Cuplikan Teks:
++++++++++++++++++++

SPSI juga menilai Permenaker Nomor 20 Tahun 2022 itu bertentangan dengan peraturan pemerintah sebelumnya, yakni PP Nomor 46 tahun 2015 yang direvisi menjadi PP Nomor 60 tahun 2015 tentang Penyelenggaraan JHT.
Di dalam aturan itu, masa pencairan JHT hanya sebulan setelah seseorang tidak bekerja lagi kepada sebuah perusahaan.
"Kami berharap Menteri Tenaga Kerja mencabut aturan ini dan mengembalikan pencairan JHT ke masa tunggu satu bulan setelah pemutusan hubungan kerja," kata Guruh.
Presidium Aliansi Buruh Purwakarta (ABP), Wahyu Hidayat, mengtatakan Permenaker 2/2022 tidak hanya merugikan kalangan buruh pabrik, tapi juga para buruh tani, nelayan, bahkan pengemudi ojek online.

++++++++++++++++++++

Cuplikan Data:
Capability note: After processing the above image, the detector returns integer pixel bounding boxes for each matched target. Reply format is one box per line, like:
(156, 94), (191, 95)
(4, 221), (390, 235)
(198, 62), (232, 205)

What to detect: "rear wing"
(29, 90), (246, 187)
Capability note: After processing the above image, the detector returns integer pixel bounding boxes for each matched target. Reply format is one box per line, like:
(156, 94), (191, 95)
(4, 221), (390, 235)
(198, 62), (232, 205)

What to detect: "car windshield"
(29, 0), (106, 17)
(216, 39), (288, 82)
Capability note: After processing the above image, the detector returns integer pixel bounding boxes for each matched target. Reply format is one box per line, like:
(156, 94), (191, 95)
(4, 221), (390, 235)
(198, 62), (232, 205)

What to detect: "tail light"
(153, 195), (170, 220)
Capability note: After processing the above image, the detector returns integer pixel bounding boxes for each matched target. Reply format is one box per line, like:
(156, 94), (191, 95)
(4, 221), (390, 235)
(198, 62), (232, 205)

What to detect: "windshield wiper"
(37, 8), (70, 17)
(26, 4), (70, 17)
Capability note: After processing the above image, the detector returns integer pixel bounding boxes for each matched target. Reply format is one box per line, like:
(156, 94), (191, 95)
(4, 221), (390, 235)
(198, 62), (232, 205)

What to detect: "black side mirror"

++++++++++++++++++++

Daftar Tugas:
1. Hitung baris dalam entri yang memuat kata "What", lalu tuliskan angkanya saja.
2. Teruskan teks tentang aturan pencairan JHT, dimulai setelah kalimat terakhirnya.
Teks dan entri tidak saling berhubungan.

Jawaban Tiap Tugas:
1. 5

2.
"JHT baru bisa dicairkan ketika usia 56 tahun, lalu bagaimana kalau belum mencapai usia itu ada yang di PHK? Itu kan tabungan untuk menunjang kebutuhan hidup," ujarnya.
Menurutnya, aturan ini sangat tidak adil.
"Kami menuntut agar dicabut. Kami juga minta Presiden untuk mengganti menterinya. Menteri Tenaga Kerja tugasnya mensejahterakan pekerja, bukan menyengsarakannya," ujarnya.
Sebelumnya, kecaman juga datang dari Konfederasi Persatuan Buruh Indonesia (KPBI).
"Kami berharap menaker meninjau kembali. Permenaker ini tidak berdampak positif pada teman-teman buruh," kata Ketua Bidang Politik KPBI Jumisih kepada Tribunnews, Jumat (11/2).
Wakil Ketua Umum Konfederasi Serikat Pekerja Seluruh Indonesia (KSPSI), Moh Jumhur Hidayat, bahkan menilai kebijakan baru ini adalah kebijakan yang sadis.
"Bagaimana tidak sadis, dengan aturan baru itu, bagi buruh yang di-PHK atau mengundurkan diri, baru bisa mengambil dana Jaminan Hari Tua-nya saat usia pensiun," ujar Jumhur, Jumat (11/2).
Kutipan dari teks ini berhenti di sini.